What is expected — Extract the text of every entry below exactly; leave images out.

===== Data provided

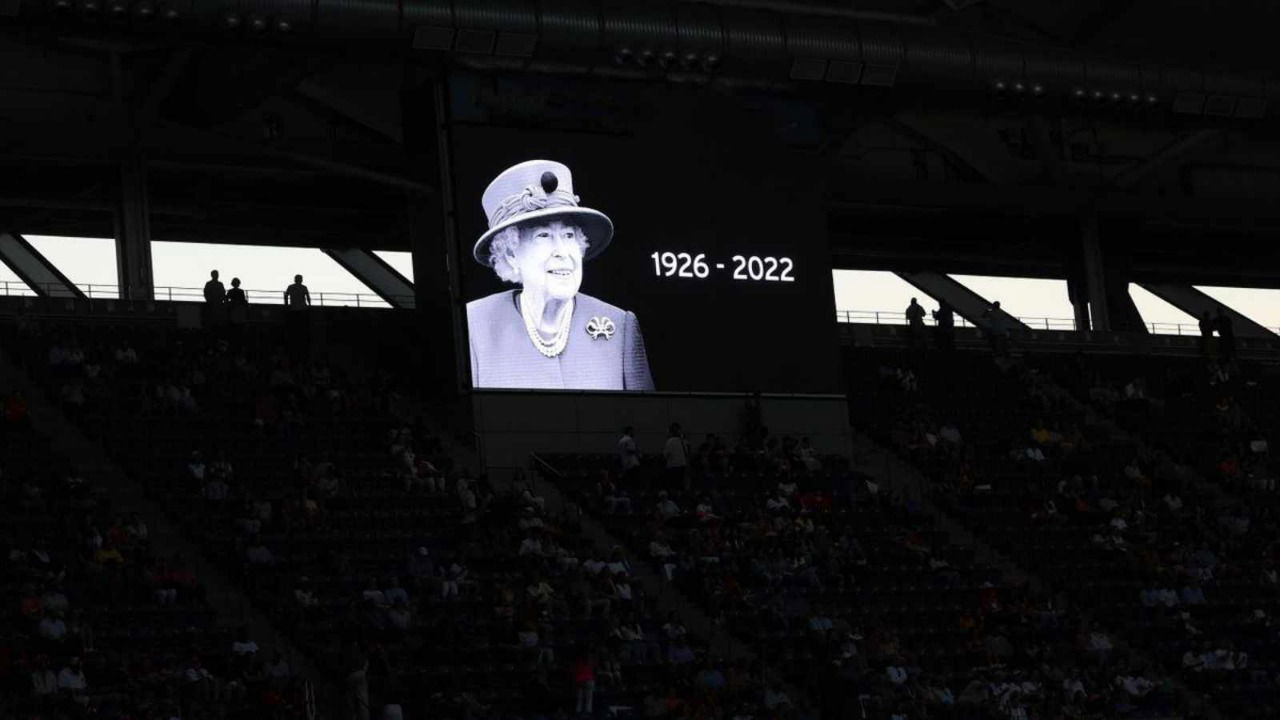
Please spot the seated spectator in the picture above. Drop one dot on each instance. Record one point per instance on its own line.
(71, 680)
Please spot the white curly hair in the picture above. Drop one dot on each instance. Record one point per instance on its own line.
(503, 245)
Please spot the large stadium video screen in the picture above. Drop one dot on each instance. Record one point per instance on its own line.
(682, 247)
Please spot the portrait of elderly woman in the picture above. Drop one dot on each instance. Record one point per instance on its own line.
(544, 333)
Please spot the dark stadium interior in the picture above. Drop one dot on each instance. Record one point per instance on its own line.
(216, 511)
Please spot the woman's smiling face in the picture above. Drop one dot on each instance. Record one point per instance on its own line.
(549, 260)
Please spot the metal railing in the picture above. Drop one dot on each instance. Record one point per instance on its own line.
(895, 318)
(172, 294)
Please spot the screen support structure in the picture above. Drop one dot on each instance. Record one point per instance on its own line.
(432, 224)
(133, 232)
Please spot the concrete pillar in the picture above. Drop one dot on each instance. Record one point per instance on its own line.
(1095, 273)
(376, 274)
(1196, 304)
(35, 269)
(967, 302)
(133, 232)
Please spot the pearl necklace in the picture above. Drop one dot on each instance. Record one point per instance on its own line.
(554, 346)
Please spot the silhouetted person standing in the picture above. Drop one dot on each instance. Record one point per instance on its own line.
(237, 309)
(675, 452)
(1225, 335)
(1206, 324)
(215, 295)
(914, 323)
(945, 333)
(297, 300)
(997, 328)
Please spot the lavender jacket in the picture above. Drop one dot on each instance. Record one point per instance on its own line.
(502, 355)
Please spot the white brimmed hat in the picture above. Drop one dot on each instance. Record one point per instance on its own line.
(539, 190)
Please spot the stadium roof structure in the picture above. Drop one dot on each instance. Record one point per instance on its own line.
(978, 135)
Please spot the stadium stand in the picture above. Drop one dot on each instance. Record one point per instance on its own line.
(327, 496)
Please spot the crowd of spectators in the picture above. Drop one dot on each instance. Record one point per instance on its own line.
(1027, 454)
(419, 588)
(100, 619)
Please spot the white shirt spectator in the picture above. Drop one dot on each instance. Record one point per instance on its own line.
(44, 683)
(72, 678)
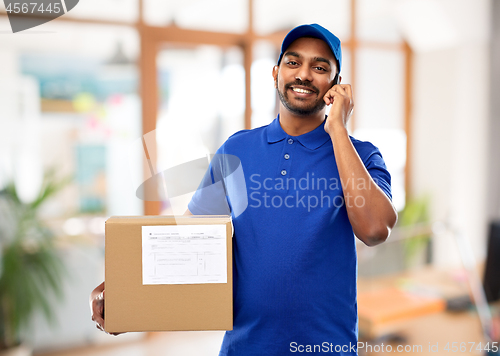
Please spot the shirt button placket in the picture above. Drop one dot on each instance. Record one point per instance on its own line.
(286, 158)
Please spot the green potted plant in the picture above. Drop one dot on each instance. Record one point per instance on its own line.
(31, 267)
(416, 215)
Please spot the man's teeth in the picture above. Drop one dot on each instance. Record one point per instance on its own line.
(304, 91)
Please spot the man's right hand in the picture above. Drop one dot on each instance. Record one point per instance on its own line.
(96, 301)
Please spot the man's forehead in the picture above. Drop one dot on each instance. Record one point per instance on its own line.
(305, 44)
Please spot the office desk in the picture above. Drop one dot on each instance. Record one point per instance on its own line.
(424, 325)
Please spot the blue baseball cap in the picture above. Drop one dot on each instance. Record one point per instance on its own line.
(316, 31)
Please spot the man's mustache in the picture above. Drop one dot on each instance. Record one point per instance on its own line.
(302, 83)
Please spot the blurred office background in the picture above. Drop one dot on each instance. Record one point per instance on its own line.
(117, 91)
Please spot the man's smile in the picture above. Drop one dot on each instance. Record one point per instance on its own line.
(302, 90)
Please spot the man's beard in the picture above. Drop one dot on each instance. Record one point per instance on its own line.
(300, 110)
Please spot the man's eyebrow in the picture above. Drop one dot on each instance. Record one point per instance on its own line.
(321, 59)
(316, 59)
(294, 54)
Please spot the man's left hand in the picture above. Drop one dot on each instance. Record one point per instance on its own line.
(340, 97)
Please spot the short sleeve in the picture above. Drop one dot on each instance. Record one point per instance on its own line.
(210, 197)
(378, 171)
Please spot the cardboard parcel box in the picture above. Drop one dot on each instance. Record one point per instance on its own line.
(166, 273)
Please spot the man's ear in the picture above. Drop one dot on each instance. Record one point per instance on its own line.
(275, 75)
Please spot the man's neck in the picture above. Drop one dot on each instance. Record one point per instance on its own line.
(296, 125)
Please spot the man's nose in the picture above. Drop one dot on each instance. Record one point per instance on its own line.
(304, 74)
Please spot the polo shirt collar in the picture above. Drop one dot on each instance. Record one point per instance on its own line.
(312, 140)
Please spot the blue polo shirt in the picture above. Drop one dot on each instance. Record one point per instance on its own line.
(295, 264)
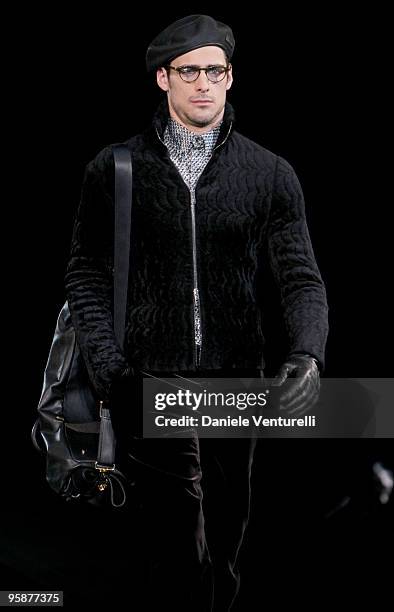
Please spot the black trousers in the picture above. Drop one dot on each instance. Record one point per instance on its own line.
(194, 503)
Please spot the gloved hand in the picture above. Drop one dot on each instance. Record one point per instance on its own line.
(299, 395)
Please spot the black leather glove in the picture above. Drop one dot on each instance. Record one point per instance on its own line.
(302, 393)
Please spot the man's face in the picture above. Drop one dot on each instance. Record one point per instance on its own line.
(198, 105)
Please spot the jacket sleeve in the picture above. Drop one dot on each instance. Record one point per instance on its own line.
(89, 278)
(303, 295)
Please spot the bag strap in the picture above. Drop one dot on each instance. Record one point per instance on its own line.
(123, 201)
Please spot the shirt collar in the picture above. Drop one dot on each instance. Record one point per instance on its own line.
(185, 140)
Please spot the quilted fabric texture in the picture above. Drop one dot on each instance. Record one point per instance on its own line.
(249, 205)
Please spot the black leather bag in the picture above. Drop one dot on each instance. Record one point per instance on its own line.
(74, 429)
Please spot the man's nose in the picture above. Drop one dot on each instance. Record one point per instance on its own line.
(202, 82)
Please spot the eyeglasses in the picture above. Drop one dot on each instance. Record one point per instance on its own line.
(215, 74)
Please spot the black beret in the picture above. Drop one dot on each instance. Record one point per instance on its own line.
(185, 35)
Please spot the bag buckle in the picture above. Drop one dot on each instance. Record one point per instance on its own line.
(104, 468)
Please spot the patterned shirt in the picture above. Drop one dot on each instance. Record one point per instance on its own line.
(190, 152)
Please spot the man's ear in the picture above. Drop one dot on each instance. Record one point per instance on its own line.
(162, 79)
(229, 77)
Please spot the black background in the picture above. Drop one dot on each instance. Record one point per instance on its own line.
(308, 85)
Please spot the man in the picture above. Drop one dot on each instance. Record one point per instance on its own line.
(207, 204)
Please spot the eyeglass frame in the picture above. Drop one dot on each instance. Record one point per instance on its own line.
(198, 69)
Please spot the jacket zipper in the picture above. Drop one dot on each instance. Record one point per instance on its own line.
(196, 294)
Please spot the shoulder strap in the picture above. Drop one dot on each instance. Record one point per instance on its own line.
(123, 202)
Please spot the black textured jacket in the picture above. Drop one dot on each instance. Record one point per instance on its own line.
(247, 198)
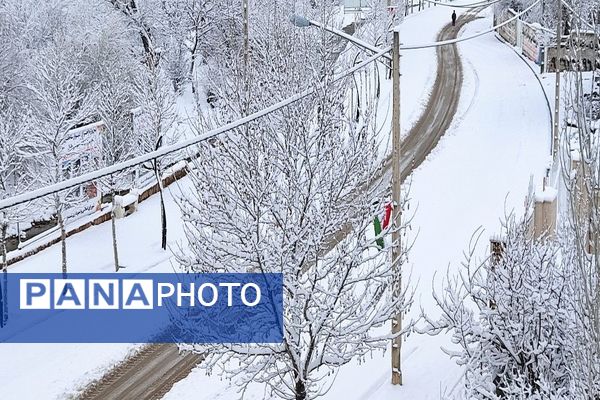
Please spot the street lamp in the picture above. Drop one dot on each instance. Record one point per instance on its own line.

==========

Result for this exercise —
Please spot the seated spectator in the picture above. Drop one dot on each instance. Record one point per instance on its own line.
(71, 680)
Please spot the white curly hair in the picture above. Drop one dot on each instance. Record one point per instance on its own line.
(503, 245)
Please spot the large stadium video screen in the picture above. Drop one dot on each instance. Record one point per instance on its own line.
(682, 247)
Please spot the portrait of elderly woman in the picture above. Drop one dot on each instance. Record one point per instance on its own line.
(544, 333)
Please spot the dark stadium interior in the picture above. Drop one dot on each instance. Record one point per instance on its own line.
(216, 511)
Please spot the woman's smiling face in the picture above. Drop one dot on each instance. Record one point per instance on its own line.
(549, 260)
Please spot the metal railing in the picture above. Drop one dot on each instance. Record one point per instance on its own line.
(895, 318)
(172, 294)
Please spot the screen support structure in the picture above. Drop one dot on each instance. Record one point per instance on its own line.
(432, 224)
(133, 232)
Please spot the concrete pillar in the picture above. Drop one dot on each instance. Record one point per instance on its own line.
(1095, 273)
(376, 274)
(1196, 304)
(35, 269)
(967, 302)
(133, 232)
Please spot the pearl necklace in the picture above. Drop one dot on each instance. Record one point per instance on its own line.
(554, 346)
Please spot the silhouetted person standing in the picture above. Drop one dot on each instance. Record one point per instance on its own line.
(237, 309)
(675, 452)
(1225, 335)
(1206, 324)
(215, 295)
(914, 323)
(945, 333)
(297, 300)
(997, 328)
Please spot the lavender jacket in the picture above. Drop one dot on each instance. Record one point per instance on its own line.
(502, 355)
Please spot the white brimmed hat in the picture above. Drop one dot on each instance. Record one point per instance on its own line.
(539, 190)
Please spot the stadium roof structure in the picture above. Drop one dot on each instance. Record one point per instance on its own line.
(978, 135)
Please spot the stadium stand in the picture above. Drop one dot on each instance. Record one point per instance on its own line.
(327, 496)
Please spot the crowd of spectators in the picture above. Drop one dot on each instance. Record one point per instance on its own line.
(1027, 454)
(419, 588)
(100, 619)
Please spot the white shirt spectator in the picture above. Drop one dot on each instance. Record one point per instance on its own line.
(44, 683)
(72, 678)
Please spot the shirt button placket in the picture above. Drop one dot on each instance. Record one point per instance on its own line.
(286, 158)
Please spot the green potted plant in the picture above. Drop one dot on each instance. Record one point per instance on its own line.
(31, 267)
(416, 215)
Please spot the man's teeth in the picture above. Drop one dot on each instance. Record one point per instance on its own line.
(304, 91)
Please spot the man's right hand in the picture above. Drop one dot on each instance. Record one point per instance on its own line.
(96, 301)
Please spot the man's forehead in the picture above. Drop one dot on each instance. Record one point per instance on its own line.
(305, 44)
Please spot the office desk in the picture above. Drop one dot on each instance. Record one point per instance on its own line.
(424, 325)
Please spot the blue baseball cap in the picture above. Drop one dot on each instance. Record one point per instance on its own line.
(316, 31)
Please spot the man's mustache in the picture above. Drop one dot on each instance. Record one point per instance on its own line.
(302, 83)
Please spot the blurred office background in the picture above. Drop one dot on each instance. Record one point per instance on its own line.
(117, 91)
Please spot the man's smile in the picture above. Drop one dot on each instance. Record one point per instance on its own line.
(302, 90)
Please spot the man's beard in the picture above. Drop one dot on each instance. Record one point per instance on its own line.
(300, 110)
Please spot the man's eyebrow in the picture above. Drop one dot on each instance. Record one point per instance on its own line.
(321, 59)
(316, 59)
(294, 54)
Please spot the man's left hand in the picture above. Drop one dot on each instance. Record one point per instance on its own line.
(340, 97)
Please spot the short sleeve in the picture above. Drop one dot on each instance. Record one point per instance on its own line.
(210, 197)
(378, 171)
Please spot the cardboard parcel box in the picture above. Drop one dot on each instance. Record one point per instance on its own line.
(166, 273)
Please spot the man's ear in the picture above. Drop one dot on each instance. Record one point per instance on its own line.
(275, 75)
Please spot the man's neck in the picture above. Drop one dot on each instance. Record one point per instance on its own line.
(296, 125)
Please spot the man's nose in the picture above. Drop one dot on each instance. Record one point per instance on its own line.
(304, 74)
Please spot the polo shirt collar in the picture above. Drop one dot on each instance. Record one point per instance on its own line.
(312, 140)
Please spot the blue polo shirt in the picture above. Drop one dot on each instance. Record one point per instance on its own line.
(295, 264)
Please spot the black trousers in the picture above. Drop one dot on each instance. Record one point per instance on its own line.
(194, 503)
Please spot the gloved hand in the picture above. Drop one dot on each instance. Record one point per instance on its own line.
(299, 395)
Please spot the black leather glove in the picture above. Drop one dot on each instance. Record one point per instance on its own line.
(302, 393)
Please spot the man's face in the picture above. Drop one dot on each instance. Record one point per instance on its own line.
(198, 105)
Please spot the jacket sleeve in the picture above. Drop one dot on each instance. Record one point per instance on its own line.
(89, 278)
(303, 295)
Please spot the bag strap in the picture above. Drop one dot on each instance. Record one point per instance on its own line.
(123, 201)
Please spot the shirt collar in the picture above. Drop one dot on each instance. Record one point per instance on its own line.
(185, 140)
Please spot the quilted fabric texture in the picture above. Drop one dot on each instance. Record one point per instance on its own line.
(249, 205)
Please spot the black leather bag in the picture above. Drop one dot on each instance. Record one point per instance on its own line.
(74, 429)
Please spot the man's nose in the picture above. Drop one dot on each instance. Record one point per instance on its own line.
(202, 82)
Please spot the eyeglasses in the picture above. Drop one dot on each instance. Record one point per instance on its own line.
(215, 74)
Please spot the black beret in the picture above. Drop one dot on each instance. Record one point per instance on its own line.
(185, 35)
Please spot the bag buckle in the picture above. Drop one dot on each instance. Record one point per instance on its own line.
(104, 468)
Please spot the patterned shirt in the picture above. Drop one dot on each instance. Record one point per instance on its own line.
(190, 152)
Please spot the man's ear in the picture above. Drop one dot on each instance. Record one point per instance on its own line.
(162, 79)
(229, 77)
Please spot the black background in the picture above. Drop one dot on each instance. Record one point per instance on its own line.
(308, 85)
Please spot the man in the picture above. Drop one dot on each instance. Record one point per instance on its own line.
(207, 204)
Please spot the eyeglass frame in the picture above. Drop one dot on each instance. Record one point per instance on its own line.
(198, 69)
Please spot the jacket zipper in the picture above. Drop one dot on each instance. Record one point per instance on its own line.
(196, 294)
Please spot the shoulder strap in the picture above. Drop one dot on each instance. Record one point per instance on its own line.
(123, 202)
Please spot the black textured jacket in the picture above. Drop one dot on each instance. Record one point per instance on its own line.
(247, 198)
Please spot the street lamp in the picture above. Drop one dot on each instance. Record one point per instance on its own line.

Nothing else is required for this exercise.